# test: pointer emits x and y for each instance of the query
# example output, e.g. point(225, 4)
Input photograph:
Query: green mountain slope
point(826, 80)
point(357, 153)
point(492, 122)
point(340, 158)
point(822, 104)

..............................

Directions:
Write out each record exactly, without addition or omission.

The completed task:
# test: pointer emits x and y for each instance of the query
# example output, e.g. point(225, 4)
Input photograph:
Query: green mountain slope
point(826, 80)
point(357, 153)
point(492, 122)
point(340, 158)
point(822, 104)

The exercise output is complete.